与えられた課題 A: このあとに続く記録のうち、「white」という文字列を含む行の数を数え、その数だけを答えてください。大文字と小文字は区別します。

抜粋:
ハスキーなというよりしゃがれているという表現の ほうがあたっているような太い女性の声。 かなり以前テレビではやったドラマの主題曲という。 なんとかユンシュクという韓国の歌手、と友人に教わり紀伊国屋の2階にある レコードショップへいく。 なんとかユンシュクという、、、と聞いたらすぐにその歌手のコーナーに 案内してくれる。

なんだ、聞けばすぐわかるくらい有名な歌手だったんだ。 「堀内孝雄ベスト・ソング集」デュエット:桂銀淑。 そう、この声だ。 演歌は歌詞が陳腐のうなり節。と思いこんでいた(はて、これは演歌では ないのだったか?)。まあ分類はどうでもいい。でも陳腐と思いこんでいた そんな種類の歌でこんな声に出会えた。 

 しかも歌詞までなかなかいい。 
 「瞳を閉じれば 幼い昔へ 誰でも帰れる せめて愛する人が 隣にいたら 夢の中まで 連れていけるはず、、、」 

 思わず引き込まれる声との出会いはほとんど瞬間的だ。 堀内孝雄の 
「この都会に 眠りの天使たちが」 に続いて 「遊びに疲れて」と彼女の声が聞こえるとき思わず全神経を研ぎ澄ましてしまう。 やはり心を震わせる声というのは受け手の生理的なものだろう。

提供データ:
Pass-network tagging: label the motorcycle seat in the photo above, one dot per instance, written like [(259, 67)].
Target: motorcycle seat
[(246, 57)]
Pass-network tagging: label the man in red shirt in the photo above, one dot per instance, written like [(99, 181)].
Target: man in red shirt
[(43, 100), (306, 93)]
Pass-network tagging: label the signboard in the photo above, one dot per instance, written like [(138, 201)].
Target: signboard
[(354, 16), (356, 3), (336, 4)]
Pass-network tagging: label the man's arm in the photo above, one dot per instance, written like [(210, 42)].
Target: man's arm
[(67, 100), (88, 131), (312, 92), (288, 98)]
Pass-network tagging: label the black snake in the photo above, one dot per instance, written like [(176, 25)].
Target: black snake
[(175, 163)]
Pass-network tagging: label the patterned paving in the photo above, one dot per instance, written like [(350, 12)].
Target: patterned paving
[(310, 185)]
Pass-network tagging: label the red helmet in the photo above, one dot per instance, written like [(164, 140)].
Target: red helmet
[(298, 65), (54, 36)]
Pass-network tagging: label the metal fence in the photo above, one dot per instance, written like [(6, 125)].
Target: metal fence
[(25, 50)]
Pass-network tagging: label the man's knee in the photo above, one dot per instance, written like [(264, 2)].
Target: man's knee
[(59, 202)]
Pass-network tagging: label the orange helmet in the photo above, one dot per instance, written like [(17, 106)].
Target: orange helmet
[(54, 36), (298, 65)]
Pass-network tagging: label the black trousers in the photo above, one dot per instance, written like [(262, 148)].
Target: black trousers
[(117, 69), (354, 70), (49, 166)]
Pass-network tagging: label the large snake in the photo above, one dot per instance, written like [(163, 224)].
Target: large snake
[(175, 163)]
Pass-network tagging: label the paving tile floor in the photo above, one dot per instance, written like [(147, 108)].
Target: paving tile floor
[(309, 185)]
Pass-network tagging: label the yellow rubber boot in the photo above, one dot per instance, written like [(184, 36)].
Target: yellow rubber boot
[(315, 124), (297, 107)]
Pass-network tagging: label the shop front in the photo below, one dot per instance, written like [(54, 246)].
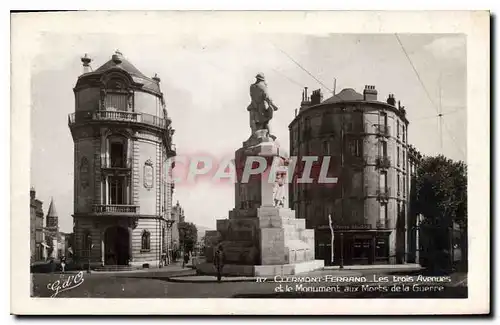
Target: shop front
[(352, 246)]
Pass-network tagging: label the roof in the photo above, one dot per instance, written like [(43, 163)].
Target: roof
[(52, 209), (118, 61), (347, 94), (124, 65)]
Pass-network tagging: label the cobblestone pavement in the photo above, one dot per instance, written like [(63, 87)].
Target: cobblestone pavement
[(97, 285)]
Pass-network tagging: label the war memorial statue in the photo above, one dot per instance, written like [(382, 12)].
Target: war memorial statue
[(262, 236), (262, 107)]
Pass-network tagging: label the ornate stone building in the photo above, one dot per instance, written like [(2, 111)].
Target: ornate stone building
[(37, 238), (122, 142), (368, 145)]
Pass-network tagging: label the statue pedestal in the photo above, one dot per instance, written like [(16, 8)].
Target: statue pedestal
[(259, 238)]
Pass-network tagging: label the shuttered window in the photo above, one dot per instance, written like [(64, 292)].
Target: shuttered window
[(116, 102)]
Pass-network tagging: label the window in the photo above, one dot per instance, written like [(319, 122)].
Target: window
[(383, 148), (117, 154), (383, 215), (86, 243), (116, 102), (383, 180), (399, 180), (383, 118), (355, 147), (117, 190), (326, 148), (145, 241)]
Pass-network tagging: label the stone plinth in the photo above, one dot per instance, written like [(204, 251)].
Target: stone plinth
[(262, 237)]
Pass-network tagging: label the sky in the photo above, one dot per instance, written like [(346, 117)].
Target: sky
[(205, 80)]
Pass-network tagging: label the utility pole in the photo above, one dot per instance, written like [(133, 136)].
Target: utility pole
[(440, 115)]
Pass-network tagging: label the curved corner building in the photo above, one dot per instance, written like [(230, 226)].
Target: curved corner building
[(368, 144), (122, 140)]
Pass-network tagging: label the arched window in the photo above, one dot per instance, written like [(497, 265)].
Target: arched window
[(86, 243), (145, 240)]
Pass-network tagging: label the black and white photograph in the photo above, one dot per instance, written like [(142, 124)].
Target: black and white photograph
[(253, 155)]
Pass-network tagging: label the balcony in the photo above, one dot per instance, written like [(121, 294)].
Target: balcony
[(382, 130), (383, 193), (381, 224), (113, 163), (383, 162), (115, 208), (117, 116)]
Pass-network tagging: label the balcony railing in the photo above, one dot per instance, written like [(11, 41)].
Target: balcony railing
[(122, 116), (114, 208), (383, 162), (383, 193), (119, 163), (382, 130)]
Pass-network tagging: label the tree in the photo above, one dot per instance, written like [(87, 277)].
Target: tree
[(188, 235), (441, 197)]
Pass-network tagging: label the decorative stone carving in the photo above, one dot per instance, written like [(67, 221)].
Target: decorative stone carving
[(148, 174), (84, 173)]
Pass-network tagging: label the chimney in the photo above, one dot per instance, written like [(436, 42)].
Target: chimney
[(86, 63), (306, 102), (316, 97), (117, 57), (391, 100), (370, 93), (156, 78)]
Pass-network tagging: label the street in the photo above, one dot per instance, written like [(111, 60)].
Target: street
[(98, 285)]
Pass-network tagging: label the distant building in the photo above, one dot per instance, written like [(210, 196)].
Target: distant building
[(368, 145), (178, 217), (123, 186), (51, 231), (37, 239)]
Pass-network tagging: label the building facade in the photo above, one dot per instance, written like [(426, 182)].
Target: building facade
[(37, 238), (367, 144), (123, 186), (178, 217), (51, 232)]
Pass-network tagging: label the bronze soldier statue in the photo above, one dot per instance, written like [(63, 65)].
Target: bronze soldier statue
[(261, 108)]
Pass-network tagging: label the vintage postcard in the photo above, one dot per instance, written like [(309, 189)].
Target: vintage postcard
[(200, 157)]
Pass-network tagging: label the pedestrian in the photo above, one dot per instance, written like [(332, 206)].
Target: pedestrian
[(219, 261), (186, 259), (63, 263)]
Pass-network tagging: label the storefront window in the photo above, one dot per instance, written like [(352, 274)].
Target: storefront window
[(382, 248)]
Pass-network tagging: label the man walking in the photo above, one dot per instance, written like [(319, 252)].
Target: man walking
[(219, 261)]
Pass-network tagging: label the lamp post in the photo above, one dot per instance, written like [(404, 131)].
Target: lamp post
[(170, 222), (341, 250), (89, 252)]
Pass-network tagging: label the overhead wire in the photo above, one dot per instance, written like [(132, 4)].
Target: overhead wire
[(427, 93)]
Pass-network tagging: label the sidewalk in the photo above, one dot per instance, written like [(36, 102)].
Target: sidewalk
[(384, 267), (174, 269)]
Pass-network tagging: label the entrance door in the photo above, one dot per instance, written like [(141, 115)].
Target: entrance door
[(116, 244)]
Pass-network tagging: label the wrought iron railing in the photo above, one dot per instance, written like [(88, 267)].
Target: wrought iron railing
[(111, 162), (122, 116), (383, 193), (382, 130), (114, 208), (383, 162)]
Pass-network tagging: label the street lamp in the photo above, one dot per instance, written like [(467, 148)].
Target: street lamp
[(170, 222), (341, 250)]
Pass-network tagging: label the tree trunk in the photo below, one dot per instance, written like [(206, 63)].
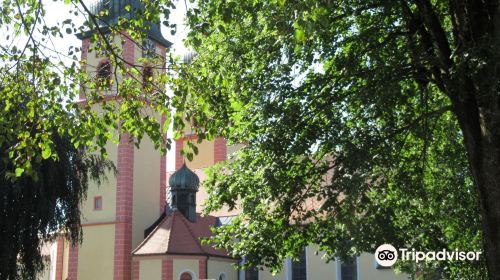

与えられた課題 B: 上の抜粋の「なんだ、聞けばすぐわかるくらい有名な歌手だったんだ。 「堀内孝雄ベスト・ソング集」デュエット:桂銀淑。 そう、この声だ。」から始まり「隣にいたら 夢の中まで 連れていけるはず、、、」」まで続く部分を、一字一句違えずに書き写してください。

完成した解答 A: 2

完成した解答 B:
なんだ、聞けばすぐわかるくらい有名な歌手だったんだ。 「堀内孝雄ベスト・ソング集」デュエット:桂銀淑。 そう、この声だ。 演歌は歌詞が陳腐のうなり節。と思いこんでいた(はて、これは演歌では ないのだったか?)。まあ分類はどうでもいい。でも陳腐と思いこんでいた そんな種類の歌でこんな声に出会えた。 

 しかも歌詞までなかなかいい。 
 「瞳を閉じれば 幼い昔へ 誰でも帰れる せめて愛する人が 隣にいたら 夢の中まで 連れていけるはず、、、」